**Entries supplied:**
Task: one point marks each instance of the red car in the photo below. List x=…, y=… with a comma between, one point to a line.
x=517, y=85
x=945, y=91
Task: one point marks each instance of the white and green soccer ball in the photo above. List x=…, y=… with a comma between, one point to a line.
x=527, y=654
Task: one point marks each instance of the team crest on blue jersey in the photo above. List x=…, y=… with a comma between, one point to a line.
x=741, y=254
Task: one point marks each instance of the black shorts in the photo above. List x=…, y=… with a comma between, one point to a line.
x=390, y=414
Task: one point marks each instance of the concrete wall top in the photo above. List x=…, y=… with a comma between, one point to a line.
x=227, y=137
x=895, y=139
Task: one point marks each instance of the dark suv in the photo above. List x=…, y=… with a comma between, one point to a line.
* * *
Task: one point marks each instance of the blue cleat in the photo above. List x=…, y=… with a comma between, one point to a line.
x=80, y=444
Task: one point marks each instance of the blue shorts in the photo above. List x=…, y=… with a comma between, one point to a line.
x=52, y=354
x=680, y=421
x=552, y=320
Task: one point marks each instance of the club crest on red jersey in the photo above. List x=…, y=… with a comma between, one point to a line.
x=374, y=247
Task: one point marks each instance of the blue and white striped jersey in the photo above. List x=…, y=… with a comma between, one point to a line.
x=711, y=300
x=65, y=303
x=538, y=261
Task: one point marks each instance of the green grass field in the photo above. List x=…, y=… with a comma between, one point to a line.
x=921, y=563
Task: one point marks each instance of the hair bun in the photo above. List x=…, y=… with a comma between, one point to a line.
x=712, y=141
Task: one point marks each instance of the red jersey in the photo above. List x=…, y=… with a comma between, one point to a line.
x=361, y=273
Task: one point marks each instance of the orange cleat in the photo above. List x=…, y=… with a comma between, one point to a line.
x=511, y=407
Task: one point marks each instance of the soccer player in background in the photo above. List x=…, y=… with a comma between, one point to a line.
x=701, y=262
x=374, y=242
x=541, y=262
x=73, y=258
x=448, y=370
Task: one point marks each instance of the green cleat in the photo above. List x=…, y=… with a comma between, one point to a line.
* * *
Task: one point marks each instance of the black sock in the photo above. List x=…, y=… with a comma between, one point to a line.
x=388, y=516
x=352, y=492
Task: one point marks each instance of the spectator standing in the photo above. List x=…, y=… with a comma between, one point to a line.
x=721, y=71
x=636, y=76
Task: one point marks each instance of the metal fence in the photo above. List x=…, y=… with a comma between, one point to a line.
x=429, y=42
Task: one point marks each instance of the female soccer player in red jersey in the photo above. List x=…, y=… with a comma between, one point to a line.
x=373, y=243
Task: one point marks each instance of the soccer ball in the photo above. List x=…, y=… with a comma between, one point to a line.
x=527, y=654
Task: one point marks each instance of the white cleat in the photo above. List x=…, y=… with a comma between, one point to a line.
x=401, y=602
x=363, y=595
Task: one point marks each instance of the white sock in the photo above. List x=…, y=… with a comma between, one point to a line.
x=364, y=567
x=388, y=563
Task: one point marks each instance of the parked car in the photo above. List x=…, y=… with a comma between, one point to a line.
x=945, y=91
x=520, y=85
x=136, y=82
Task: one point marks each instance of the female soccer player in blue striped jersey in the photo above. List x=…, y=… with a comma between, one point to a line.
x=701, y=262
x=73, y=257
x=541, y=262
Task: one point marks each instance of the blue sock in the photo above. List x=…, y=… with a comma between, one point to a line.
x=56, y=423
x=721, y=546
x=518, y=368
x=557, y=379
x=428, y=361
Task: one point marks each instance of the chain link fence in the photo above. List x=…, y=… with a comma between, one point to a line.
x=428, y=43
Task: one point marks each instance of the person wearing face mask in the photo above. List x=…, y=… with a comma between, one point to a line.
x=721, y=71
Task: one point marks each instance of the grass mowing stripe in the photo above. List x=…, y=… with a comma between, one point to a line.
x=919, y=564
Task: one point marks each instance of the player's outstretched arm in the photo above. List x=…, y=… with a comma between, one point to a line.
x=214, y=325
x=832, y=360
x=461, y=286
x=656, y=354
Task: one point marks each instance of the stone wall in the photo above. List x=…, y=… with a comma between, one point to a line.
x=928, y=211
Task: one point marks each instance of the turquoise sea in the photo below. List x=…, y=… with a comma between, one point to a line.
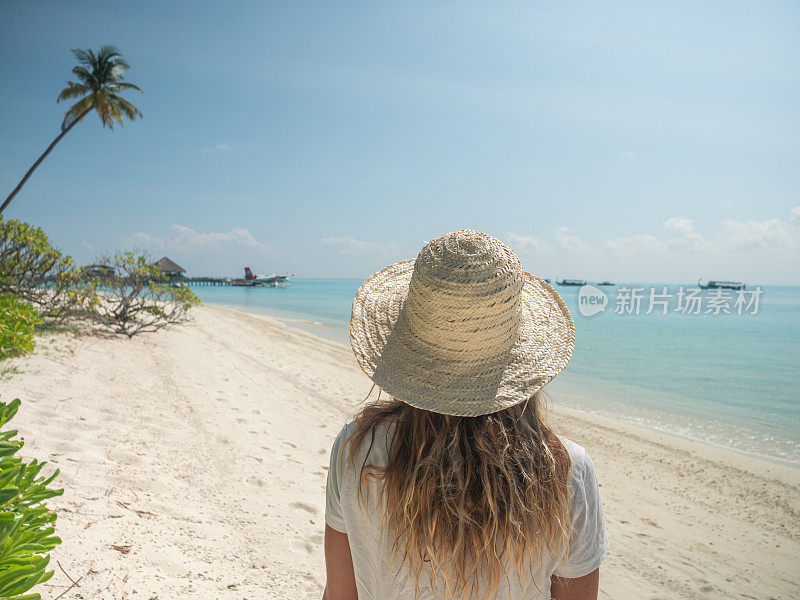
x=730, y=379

**Written instruction:**
Convert the listing lines between the one holding "player in blue" and the one holding "x=928, y=211", inclusive, into a Markdown table with columns Row and Line. Number each line and skip any blank ones.

**The result:**
| Row | Line |
|---|---|
| 1 | Task: one point marks each instance of the female soccer player in blue striped jersey in the photo above. List x=…, y=… with a comma between, one point to a line. |
| 2 | x=701, y=262 |
| 3 | x=73, y=257 |
| 4 | x=541, y=262 |
| 5 | Task: one point marks each instance of the blue sock in the photo above. List x=…, y=… with a comma between, one point to a line. |
| 6 | x=56, y=423 |
| 7 | x=721, y=546 |
| 8 | x=518, y=368 |
| 9 | x=557, y=379 |
| 10 | x=428, y=361 |
| 11 | Task: one point marks each instance of the chain link fence in the photo above. List x=…, y=… with a comma between, one point to a line. |
| 12 | x=428, y=43 |
| 13 | Task: one point marks each instance of the person wearing face mask in the photo above. List x=…, y=… with a comma between, one point to a line. |
| 14 | x=721, y=71 |
| 15 | Task: one point marks each instance of the grass mowing stripe in the photo above. List x=…, y=… with a comma between, one point to a line. |
| 16 | x=919, y=564 |
| 17 | Task: one point marks each instance of the player's outstretched arm in the photo above. List x=…, y=… with a comma between, one point to a line. |
| 18 | x=214, y=325 |
| 19 | x=832, y=360 |
| 20 | x=461, y=286 |
| 21 | x=656, y=354 |
| 22 | Task: one point marks each instance of the stone wall in the photo above. List x=…, y=… with a comma between, one point to a line. |
| 23 | x=928, y=211 |